» Task
Make the copy match the entries below exactly, with no pictures carried over.

(Records for the task Opens)

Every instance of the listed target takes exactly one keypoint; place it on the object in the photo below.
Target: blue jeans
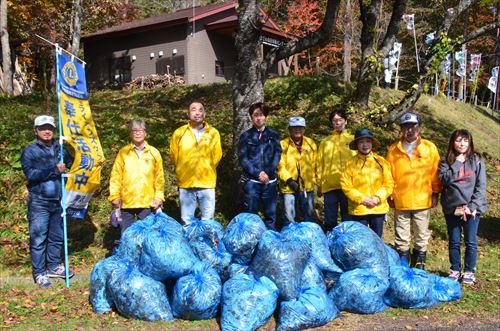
(455, 224)
(333, 200)
(130, 215)
(297, 202)
(206, 201)
(265, 194)
(46, 233)
(373, 221)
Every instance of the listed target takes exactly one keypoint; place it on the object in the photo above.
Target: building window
(219, 68)
(173, 66)
(121, 69)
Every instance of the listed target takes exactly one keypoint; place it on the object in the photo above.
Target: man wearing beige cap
(297, 172)
(41, 162)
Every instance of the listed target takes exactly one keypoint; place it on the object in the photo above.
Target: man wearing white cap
(414, 165)
(297, 172)
(43, 168)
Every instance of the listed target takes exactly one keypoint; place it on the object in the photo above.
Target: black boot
(404, 256)
(419, 259)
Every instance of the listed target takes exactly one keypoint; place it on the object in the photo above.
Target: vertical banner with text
(80, 132)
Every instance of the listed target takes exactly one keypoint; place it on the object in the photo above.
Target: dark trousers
(373, 221)
(265, 194)
(332, 201)
(130, 215)
(46, 233)
(455, 225)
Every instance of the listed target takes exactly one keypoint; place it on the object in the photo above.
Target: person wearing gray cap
(43, 169)
(414, 165)
(297, 172)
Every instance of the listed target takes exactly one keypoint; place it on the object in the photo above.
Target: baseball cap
(409, 118)
(45, 119)
(297, 121)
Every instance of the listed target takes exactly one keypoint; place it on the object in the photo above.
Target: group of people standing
(344, 169)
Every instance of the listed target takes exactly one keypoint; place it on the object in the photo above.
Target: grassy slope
(165, 111)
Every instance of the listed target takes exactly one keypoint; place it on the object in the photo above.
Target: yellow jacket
(367, 176)
(333, 154)
(137, 181)
(291, 161)
(195, 162)
(414, 180)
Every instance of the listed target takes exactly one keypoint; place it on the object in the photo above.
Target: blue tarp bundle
(247, 302)
(283, 261)
(392, 256)
(166, 255)
(212, 251)
(100, 295)
(409, 288)
(360, 291)
(353, 245)
(312, 309)
(138, 296)
(445, 289)
(208, 228)
(132, 239)
(312, 277)
(320, 253)
(242, 236)
(197, 295)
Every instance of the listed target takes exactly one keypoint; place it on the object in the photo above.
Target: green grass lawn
(25, 307)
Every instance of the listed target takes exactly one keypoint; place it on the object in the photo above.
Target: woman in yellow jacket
(367, 182)
(137, 183)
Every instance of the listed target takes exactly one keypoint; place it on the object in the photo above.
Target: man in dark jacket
(259, 154)
(43, 169)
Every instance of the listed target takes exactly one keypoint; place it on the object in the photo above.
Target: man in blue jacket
(259, 153)
(43, 169)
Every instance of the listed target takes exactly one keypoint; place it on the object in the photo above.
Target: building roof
(182, 16)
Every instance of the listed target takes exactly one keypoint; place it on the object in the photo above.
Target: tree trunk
(348, 35)
(6, 63)
(77, 22)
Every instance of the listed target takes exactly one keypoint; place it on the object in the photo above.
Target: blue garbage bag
(392, 256)
(197, 295)
(409, 288)
(360, 291)
(313, 233)
(282, 260)
(138, 296)
(312, 277)
(100, 295)
(166, 255)
(163, 220)
(210, 249)
(209, 228)
(312, 309)
(132, 239)
(242, 235)
(445, 289)
(247, 302)
(236, 268)
(353, 245)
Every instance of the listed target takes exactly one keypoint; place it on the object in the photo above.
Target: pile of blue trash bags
(245, 274)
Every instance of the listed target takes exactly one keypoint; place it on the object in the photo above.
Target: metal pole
(61, 152)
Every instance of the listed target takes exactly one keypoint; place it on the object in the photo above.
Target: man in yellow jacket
(297, 172)
(367, 182)
(415, 164)
(333, 154)
(137, 182)
(195, 151)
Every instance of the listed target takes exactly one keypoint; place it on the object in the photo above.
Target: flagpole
(63, 189)
(416, 49)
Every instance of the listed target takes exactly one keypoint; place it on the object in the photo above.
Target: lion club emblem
(69, 73)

(Records for the task Closes)

» Task result
Every instance of the listed target takes exactly one keypoint; place it on the object in the photo below.
Target: blue jeans
(455, 224)
(333, 200)
(130, 215)
(297, 202)
(206, 201)
(265, 194)
(46, 233)
(373, 221)
Every instance of the listed target takes exactly one keypoint; place it on the object in the photo above.
Target: building window
(219, 68)
(173, 66)
(121, 69)
Every instance of the listed target takes exactly one keypoint; place it on the object in the photo above.
Target: man wearing beige cap
(297, 172)
(41, 162)
Every instance of the listed target takes exactly one keypoint; place it on the object in the photo above.
Target: man wearing white cap
(414, 165)
(297, 172)
(43, 168)
Every instance of the listed target takes exactly one keypoint; place it on the object in the photo above.
Target: black boot
(404, 256)
(419, 259)
Every instance of the listed target takes exactly one keypoint; place it on the object in the photo above.
Target: vertical banner with text
(80, 132)
Every instance of the listed target takes exactly one keypoint; place it on the object in the photo above.
Target: dark trousers
(373, 221)
(265, 194)
(332, 201)
(130, 215)
(46, 233)
(455, 225)
Every instance of the listed target takes exactly one keypoint; place it on the object in the photo above.
Target: person wearing gray cap
(43, 169)
(414, 165)
(297, 172)
Every instance of the listed target takes exactly one keypoint; place it on the object in the photo above.
Target: baseball cap
(409, 118)
(45, 119)
(297, 121)
Every instance of the listed target takes exactly one keypoint; place it on the object in the photo above.
Target: group of people standing
(344, 169)
Every instance of the listed target takes exactly one keypoint; place it on the object in the photo above.
Target: grassy slope
(165, 111)
Every instance of the listed target takes exactly one keypoint; place it on the object in the photo above.
Target: yellow jacket
(367, 176)
(333, 154)
(137, 181)
(291, 161)
(195, 162)
(414, 180)
Every instance of the listed target takes exactly one keypoint; place it on the object in the photo above.
Target: blue tarp bundle
(247, 302)
(283, 261)
(392, 256)
(166, 255)
(212, 251)
(100, 295)
(409, 288)
(360, 291)
(353, 245)
(312, 309)
(138, 296)
(445, 289)
(208, 228)
(132, 239)
(312, 277)
(320, 253)
(242, 236)
(197, 295)
Every instance of the listed target takes exactly one keypoint; place it on the object in the photo above.
Target: green grass lawn
(25, 307)
Every instance of the listed target takes exactly one keypoint; place it on the object in the photo above.
Target: woman in yellow jacket
(367, 182)
(137, 183)
Every instance of the listed target takes exactly one keypoint; place it on the object in the photo above.
Target: man in dark jacket
(259, 154)
(43, 169)
Every instance of the listed target takes exactly one keypoint; place it on the object in the photo above.
Target: man in blue jacket
(259, 153)
(43, 169)
Every instance of the listed target takes exactly one keypoint; place it on the object in the photo above.
Target: building roof
(182, 16)
Every instance of the listed target takes exactly one keypoint; place it on the object in the photo above.
Target: tree trunk
(348, 35)
(6, 63)
(77, 22)
Every instance of the listed target takes exactly one keypoint; place it on the object in the photo above.
Target: blue garbage bag
(392, 256)
(197, 295)
(409, 288)
(360, 291)
(313, 233)
(282, 260)
(138, 296)
(312, 277)
(100, 295)
(166, 255)
(163, 220)
(210, 249)
(209, 228)
(312, 309)
(132, 239)
(242, 235)
(445, 289)
(247, 302)
(236, 268)
(353, 245)
Every instance of the listed target takes exactly one keypoint; place it on the object in the photo above.
Target: pile of blue trash bags
(245, 274)
Every instance of the listed target takes exactly one keypoint; place it on the object in the photo above.
Target: metal pole
(61, 152)
Every instance of the listed target takes exactly one keypoint; place it on the object in the photo above.
Target: man in yellow jacket
(297, 172)
(367, 182)
(415, 164)
(333, 154)
(137, 182)
(195, 151)
Every instance of the listed target takes exactly one keypoint; place it on the object in the photo above.
Target: flagpole
(63, 189)
(416, 49)
Every instance of the listed target takes exactly one keypoint; place it on the object in the photo above.
Target: lion club emblem
(69, 73)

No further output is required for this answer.